→ **Given problem A**: Reproduce the essay on religion from "Since I’ve been" to "Smith so unworthy?", switching "litmus test" to "reliable test".
→ **Given problem B**: In the essay on religion, what should faiths be judged by if they must be quantified and judged?

→ **Text block**:
==*==

Religion Is Not Like Sports
If anybody reads this I think they should know this. I’m agnostic. A semi-practicing Jewish agnostic.
Since I’ve been home I’ve had a few conversations about religion. In all of them I’ve found myself making the same point in defense of smaller and less socially accepted faiths, mainly Mormonism. The argument has nothing to do with theology, in fact the premise is that all religious theology is irrational. The rationality or “correctness” of a religion is completely subjective. There is no litmus test to see which deity is real, which gospel is true. Like a few religious people have told me before, faith is a choice.
So with that in mind, my premise is that no religious person is more or less rational than any other religious person (or dogmatic atheist for that matter). How new or weird a religion may seem should have nothing to do with how a religion or its disciples are perceived. Consider the historical lives of many Catholic figureheads. What makes Joseph Smith so unworthy?
One irrational set of beliefs should not be held in higher esteem than another. If faiths must be quantified and judged, let it be by the actions of their disciples. Let religions be rated by the behavior of their followers. Mormons for example, are highly successful in American society. The church breeds a strong sense of family, education, and charity. Most Mormons you meet are unflinchingly polite and kind. Putting aside the tenets of their faith, how can one object to the Mormon lifestyle?

==*==

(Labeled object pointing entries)
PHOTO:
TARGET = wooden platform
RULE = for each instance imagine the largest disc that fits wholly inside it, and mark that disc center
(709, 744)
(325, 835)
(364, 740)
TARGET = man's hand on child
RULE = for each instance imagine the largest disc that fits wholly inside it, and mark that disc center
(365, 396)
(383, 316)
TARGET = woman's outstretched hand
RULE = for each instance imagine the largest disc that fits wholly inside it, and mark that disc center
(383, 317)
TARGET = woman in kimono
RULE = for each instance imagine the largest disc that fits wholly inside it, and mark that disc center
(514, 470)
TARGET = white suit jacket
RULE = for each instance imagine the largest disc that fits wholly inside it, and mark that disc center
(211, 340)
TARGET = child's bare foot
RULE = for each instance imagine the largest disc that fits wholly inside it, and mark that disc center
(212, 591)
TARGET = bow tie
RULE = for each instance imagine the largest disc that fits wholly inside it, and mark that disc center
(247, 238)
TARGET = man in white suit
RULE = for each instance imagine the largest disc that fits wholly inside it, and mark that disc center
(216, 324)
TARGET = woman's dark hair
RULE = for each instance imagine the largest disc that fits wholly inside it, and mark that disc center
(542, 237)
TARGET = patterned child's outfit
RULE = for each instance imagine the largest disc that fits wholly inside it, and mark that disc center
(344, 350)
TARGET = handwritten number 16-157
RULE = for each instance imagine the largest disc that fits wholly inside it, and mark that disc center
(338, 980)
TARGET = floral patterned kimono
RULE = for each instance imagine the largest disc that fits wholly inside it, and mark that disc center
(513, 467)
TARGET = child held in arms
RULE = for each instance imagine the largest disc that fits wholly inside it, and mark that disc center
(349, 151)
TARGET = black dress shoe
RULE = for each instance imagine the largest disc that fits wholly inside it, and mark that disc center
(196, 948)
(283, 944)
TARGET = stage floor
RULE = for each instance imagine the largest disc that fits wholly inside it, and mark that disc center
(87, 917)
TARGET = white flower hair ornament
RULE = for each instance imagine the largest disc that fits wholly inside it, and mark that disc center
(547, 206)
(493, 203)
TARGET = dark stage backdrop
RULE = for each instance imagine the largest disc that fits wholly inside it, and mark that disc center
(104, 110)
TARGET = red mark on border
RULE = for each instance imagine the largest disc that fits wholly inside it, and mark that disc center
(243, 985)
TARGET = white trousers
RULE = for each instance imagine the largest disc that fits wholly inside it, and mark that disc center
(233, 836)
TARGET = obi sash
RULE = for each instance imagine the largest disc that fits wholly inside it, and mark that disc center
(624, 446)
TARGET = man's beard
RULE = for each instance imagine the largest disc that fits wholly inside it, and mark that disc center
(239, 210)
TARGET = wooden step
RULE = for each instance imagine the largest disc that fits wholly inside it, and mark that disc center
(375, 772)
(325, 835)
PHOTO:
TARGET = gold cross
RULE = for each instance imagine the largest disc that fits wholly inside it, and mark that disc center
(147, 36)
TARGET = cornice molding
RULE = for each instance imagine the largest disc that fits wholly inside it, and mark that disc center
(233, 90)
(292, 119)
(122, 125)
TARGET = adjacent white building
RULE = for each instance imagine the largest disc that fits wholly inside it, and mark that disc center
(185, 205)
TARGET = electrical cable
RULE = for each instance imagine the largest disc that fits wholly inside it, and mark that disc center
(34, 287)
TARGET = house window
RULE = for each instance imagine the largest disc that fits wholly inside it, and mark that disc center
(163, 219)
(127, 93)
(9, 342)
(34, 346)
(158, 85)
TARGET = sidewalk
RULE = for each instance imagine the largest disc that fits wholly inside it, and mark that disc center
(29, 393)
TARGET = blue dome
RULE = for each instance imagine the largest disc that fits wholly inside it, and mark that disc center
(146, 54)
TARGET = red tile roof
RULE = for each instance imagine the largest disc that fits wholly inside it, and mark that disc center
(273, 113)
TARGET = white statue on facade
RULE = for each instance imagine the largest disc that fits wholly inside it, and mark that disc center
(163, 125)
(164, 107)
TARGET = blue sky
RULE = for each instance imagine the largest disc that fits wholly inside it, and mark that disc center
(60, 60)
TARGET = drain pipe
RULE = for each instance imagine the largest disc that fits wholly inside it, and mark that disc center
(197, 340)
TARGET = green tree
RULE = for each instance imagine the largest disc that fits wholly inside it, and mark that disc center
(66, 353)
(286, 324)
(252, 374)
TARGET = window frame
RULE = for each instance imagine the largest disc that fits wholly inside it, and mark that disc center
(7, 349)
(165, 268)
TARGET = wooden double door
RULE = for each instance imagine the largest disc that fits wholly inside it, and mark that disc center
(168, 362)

==*==

→ **Correct output A**:
Since I’ve been home I’ve had a few conversations about religion. In all of them I’ve found myself making the same point in defense of smaller and less socially accepted faiths, mainly Mormonism. The argument has nothing to do with theology, in fact the premise is that all religious theology is irrational. The rationality or “correctness” of a religion is completely subjective. There is no reliable test to see which deity is real, which gospel is true. Like a few religious people have told me before, faith is a choice.
So with that in mind, my premise is that no religious person is more or less rational than any other religious person (or dogmatic atheist for that matter). How new or weird a religion may seem should have nothing to do with how a religion or its disciples are perceived. Consider the historical lives of many Catholic figureheads. What makes Joseph Smith so unworthy?

→ **Correct output B**: They should be judged by the actions of their disciples.